*Requirements*
1. Answer the following questions about the passage on rewatching Brokeback:
(a) On which streaming service did the writer notice that Brokeback had been listed again?
(b) In what part of which month did this happen?
(c) What did the writer never use to watch movies with?
2. Transcribe the rows from the line containing "Thank you for the photograph above. Please mark the oyster" through the final line of the rows, with both ends included.

*Selected excerpt*
- - - - -

In mid January, like a week before school started back up for me, I was scrolling through Hulu, bored out of my mind and also trying to find something to occupy my time and thoughts w bc I'd been going stir crazy, and I saw that Brokeback had been listed again. I kinda lingered on it because I remember phil (@/senditothemoonn) had watched it like a month or two before and she had started talking abt it in our group chat and posting quotes abt it and stuff, and it had been awhile since I'd seen it so I was like hey! What the hell! Lets give it a watch, its time I watch it again anyways.
And like. Something happened to the world for me after that viewing. It was like it had blown apart, and when it came back together it was completelty rearranged for me.
I'm not entirely sure why that time around the movie has such a deep, DEEP impact on me when I had seen it before, and had been very touched by it back then. I think its partly that a. I never used to watch movies with subtitles, and so before I realized that I probably have issues with the way my mind processes sound, a lot of movie dialogue just kinda. Didn't get internalized by me for some reason? Even now when I rewatch old faves that I haven't seen with subtitles, I'm always astounded by what the hell theyre saying because I had never rly picked up on it before, lol.

- - - - -

Pointing rows:
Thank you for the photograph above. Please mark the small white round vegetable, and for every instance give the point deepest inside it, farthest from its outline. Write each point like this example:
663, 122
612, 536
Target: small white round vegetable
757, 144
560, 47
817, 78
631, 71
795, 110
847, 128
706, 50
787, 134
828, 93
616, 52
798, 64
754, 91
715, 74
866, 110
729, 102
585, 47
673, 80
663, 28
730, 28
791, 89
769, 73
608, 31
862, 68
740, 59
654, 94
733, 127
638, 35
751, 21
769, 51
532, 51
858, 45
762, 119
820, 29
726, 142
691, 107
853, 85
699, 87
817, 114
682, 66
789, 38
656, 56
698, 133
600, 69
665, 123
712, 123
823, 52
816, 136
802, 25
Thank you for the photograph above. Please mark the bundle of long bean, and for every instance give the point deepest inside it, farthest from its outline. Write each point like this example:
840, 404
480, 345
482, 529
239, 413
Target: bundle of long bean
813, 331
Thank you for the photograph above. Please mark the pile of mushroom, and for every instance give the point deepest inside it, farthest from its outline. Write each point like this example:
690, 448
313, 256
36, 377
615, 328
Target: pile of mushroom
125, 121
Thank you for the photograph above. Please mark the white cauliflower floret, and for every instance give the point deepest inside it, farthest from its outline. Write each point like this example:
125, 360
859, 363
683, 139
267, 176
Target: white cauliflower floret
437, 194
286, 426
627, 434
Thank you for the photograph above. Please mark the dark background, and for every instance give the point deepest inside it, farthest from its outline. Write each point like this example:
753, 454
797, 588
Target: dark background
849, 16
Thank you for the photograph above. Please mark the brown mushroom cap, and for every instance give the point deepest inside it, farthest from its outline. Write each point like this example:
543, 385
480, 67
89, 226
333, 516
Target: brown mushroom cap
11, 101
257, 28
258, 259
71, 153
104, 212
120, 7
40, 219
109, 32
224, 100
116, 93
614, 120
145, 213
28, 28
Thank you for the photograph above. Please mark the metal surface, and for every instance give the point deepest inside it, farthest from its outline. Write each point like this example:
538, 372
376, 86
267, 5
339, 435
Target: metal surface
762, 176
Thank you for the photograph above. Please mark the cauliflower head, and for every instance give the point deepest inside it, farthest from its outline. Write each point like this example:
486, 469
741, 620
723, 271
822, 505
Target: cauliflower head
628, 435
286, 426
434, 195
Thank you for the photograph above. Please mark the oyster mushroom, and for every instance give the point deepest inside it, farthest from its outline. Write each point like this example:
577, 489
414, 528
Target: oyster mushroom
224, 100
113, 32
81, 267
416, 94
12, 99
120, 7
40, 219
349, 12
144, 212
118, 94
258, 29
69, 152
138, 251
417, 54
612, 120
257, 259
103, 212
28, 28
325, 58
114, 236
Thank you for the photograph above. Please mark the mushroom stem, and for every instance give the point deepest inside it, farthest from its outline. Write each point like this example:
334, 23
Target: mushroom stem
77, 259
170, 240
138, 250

- - - - -

*Answers to the exercise*
1.
(a) Hulu.
(b) Mid January.
(c) Subtitles.

2.
Thank you for the photograph above. Please mark the oyster mushroom, and for every instance give the point deepest inside it, farthest from its outline. Write each point like this example:
577, 489
414, 528
Target: oyster mushroom
224, 100
113, 32
81, 267
416, 94
12, 99
120, 7
40, 219
349, 12
144, 212
118, 94
258, 29
69, 152
138, 251
417, 54
612, 120
257, 259
103, 212
28, 28
325, 58
114, 236
Thank you for the photograph above. Please mark the mushroom stem, and for every instance give the point deepest inside it, farthest from its outline. Write each point like this example:
334, 23
Target: mushroom stem
77, 259
170, 240
138, 250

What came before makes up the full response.